Recovery and the road ahead
The jungle of Mirador spit us out on Sunday. One hundred miles swelling up our feet, we stumbled into Carmelita and drank ourselves a Famosa and inhaled some PBJ sandwiches while watching las mulas swat away flies from their behinds. Small curious childen watched us as we sprawled on plastic lawn chairs y Doña Pati told us the latest gossip. We didn’t care, we were back in civilization and all 1,000 inhabitants of Carmelita were more people than we could imagine after being in that purgatory of bajos, flies, mosquitos, and mula dung. Rubber boots, hiking boots, gaiters, all caked in layers of mud. It wasn’t that there was stuff growing on us, but stuff growing in the stuff growing on us and in every crevice of our bodies it was dirt and bug repellant that continually stung and rolled down into our eyes. Cancer, max, cancer. My Indiana Andrade hat wet from walking in the rain for two days, was the only thing standing up straight on me. I had recently aquired a Maya pyramid and my name written in Maya gliphos engraved in the fine sharpie ink by a said Paco archeoleogist. I felt quite invincible at the front of the pack and dreamed of knighthood atop of my mule.

_Dataset content_:
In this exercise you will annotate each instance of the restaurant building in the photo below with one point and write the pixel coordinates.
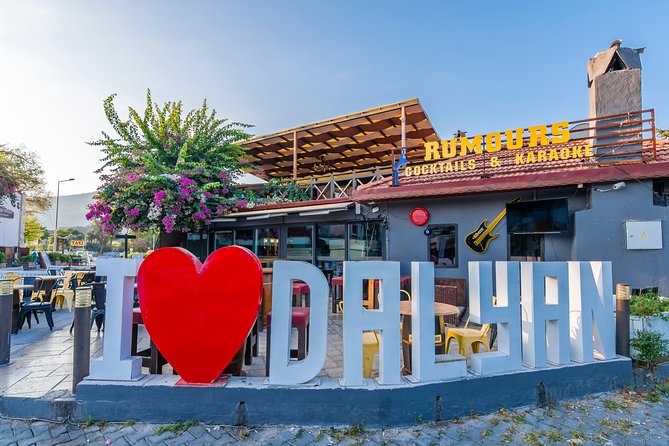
(383, 185)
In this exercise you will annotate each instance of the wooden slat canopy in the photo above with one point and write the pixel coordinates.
(356, 141)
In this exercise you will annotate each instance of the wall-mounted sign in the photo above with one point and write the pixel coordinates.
(439, 155)
(6, 213)
(419, 216)
(479, 240)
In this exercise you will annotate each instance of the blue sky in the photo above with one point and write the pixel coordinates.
(475, 66)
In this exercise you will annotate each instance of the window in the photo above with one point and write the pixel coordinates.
(331, 248)
(526, 247)
(443, 246)
(267, 242)
(365, 241)
(300, 242)
(222, 239)
(244, 237)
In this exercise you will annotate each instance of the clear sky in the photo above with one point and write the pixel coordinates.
(475, 66)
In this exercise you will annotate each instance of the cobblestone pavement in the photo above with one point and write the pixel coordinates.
(626, 417)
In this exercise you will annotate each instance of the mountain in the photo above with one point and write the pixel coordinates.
(72, 211)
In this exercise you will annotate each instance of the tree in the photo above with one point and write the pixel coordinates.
(33, 230)
(21, 173)
(166, 171)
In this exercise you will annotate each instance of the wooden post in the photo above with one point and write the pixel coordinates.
(294, 155)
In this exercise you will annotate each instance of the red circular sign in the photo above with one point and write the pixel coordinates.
(419, 216)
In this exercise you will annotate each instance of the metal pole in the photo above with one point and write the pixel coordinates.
(55, 228)
(6, 297)
(623, 319)
(82, 335)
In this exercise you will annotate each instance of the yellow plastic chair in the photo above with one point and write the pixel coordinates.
(64, 293)
(370, 347)
(469, 338)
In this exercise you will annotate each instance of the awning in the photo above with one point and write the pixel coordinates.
(360, 140)
(305, 211)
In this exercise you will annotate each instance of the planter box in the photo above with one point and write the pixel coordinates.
(650, 323)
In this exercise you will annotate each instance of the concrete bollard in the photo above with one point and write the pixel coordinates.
(6, 301)
(623, 319)
(82, 335)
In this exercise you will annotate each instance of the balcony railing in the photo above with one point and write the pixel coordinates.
(341, 185)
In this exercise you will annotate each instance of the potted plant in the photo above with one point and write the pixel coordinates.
(27, 261)
(649, 312)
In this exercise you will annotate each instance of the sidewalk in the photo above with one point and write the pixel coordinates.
(626, 417)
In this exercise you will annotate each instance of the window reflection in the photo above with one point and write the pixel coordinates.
(299, 243)
(365, 242)
(331, 248)
(267, 242)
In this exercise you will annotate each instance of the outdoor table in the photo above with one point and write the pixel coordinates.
(440, 310)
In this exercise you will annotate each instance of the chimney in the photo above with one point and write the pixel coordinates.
(614, 80)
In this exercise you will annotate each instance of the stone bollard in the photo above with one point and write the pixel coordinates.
(6, 301)
(623, 319)
(82, 335)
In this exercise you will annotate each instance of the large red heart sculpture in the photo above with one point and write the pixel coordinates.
(199, 315)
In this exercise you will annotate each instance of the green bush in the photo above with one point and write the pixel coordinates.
(649, 345)
(648, 304)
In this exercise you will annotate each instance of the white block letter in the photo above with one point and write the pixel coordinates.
(386, 320)
(116, 362)
(423, 366)
(591, 311)
(282, 370)
(545, 303)
(506, 314)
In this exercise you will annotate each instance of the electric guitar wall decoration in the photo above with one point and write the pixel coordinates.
(479, 240)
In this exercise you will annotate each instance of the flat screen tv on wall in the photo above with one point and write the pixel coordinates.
(537, 217)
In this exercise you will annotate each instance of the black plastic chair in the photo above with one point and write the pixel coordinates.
(33, 306)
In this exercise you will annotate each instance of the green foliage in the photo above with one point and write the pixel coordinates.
(649, 345)
(166, 171)
(648, 304)
(33, 230)
(22, 173)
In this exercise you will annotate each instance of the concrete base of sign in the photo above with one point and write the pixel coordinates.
(156, 399)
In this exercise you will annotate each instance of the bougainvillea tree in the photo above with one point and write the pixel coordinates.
(167, 171)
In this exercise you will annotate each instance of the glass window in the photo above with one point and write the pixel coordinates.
(443, 245)
(222, 239)
(267, 242)
(244, 237)
(331, 248)
(365, 241)
(300, 243)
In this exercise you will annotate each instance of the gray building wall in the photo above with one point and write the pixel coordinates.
(597, 230)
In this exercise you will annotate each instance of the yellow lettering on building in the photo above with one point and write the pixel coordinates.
(493, 142)
(449, 148)
(560, 132)
(516, 142)
(474, 146)
(538, 136)
(431, 151)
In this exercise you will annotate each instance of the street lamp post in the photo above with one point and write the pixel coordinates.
(55, 228)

_Activity 1_:
According to the Mirador trek account, how many people live in Carmelita?
_Activity 2_:
Write the next part of the Mirador trek account, picking up right after its last sentence.

_Expected output 1_:
About 1,000.

_Expected output 2_:
It was glorious I tell you and to come from that to Flores has been a little bit of a shock.
Flores is a sleepy waterside town whose entirety you can walk in less than 15 minutes. It has become a sort of headquarters for us as we venture out into the outlying communities to get their side of the story on concessions, logging and deforestation.
It is slow going, but today we did our first interview and had a one and half-hour group huddle that generated more that a 15 story ideas., enough for an entire newsroom..
Less is more and so tomorrow, the blood starts pumping again and we fall in our new stride.